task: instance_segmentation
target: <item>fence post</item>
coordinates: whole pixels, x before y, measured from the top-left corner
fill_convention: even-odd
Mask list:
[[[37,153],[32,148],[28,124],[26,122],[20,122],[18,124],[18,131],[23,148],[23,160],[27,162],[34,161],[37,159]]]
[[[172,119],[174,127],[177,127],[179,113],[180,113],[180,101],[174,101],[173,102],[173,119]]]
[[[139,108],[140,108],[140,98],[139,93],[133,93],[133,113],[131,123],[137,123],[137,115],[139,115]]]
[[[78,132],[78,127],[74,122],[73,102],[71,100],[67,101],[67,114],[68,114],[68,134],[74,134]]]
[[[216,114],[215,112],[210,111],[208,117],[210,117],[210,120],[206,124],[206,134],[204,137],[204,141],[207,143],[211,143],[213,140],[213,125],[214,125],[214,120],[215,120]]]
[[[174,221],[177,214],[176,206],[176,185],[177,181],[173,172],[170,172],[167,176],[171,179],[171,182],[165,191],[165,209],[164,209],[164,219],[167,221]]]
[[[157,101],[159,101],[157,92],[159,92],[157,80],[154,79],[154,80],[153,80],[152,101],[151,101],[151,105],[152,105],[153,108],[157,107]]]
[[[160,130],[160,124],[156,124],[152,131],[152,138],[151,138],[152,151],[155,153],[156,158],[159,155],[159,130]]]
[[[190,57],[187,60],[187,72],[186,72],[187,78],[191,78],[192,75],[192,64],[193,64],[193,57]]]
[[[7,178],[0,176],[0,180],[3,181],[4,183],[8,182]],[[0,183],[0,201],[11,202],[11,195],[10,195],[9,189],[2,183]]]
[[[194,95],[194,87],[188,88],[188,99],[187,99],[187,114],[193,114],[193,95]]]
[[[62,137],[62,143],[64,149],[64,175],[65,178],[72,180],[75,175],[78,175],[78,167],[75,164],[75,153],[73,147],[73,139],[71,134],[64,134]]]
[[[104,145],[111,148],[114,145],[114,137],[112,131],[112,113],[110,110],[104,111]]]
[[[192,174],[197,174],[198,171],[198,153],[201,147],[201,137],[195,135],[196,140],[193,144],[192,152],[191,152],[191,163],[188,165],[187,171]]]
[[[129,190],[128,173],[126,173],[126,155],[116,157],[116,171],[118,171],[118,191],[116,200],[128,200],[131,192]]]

◇ ◇ ◇

Description of the task:
How many lines of the items above contain the string "coordinates"? Reply with the number alone.

Solution to this task:
1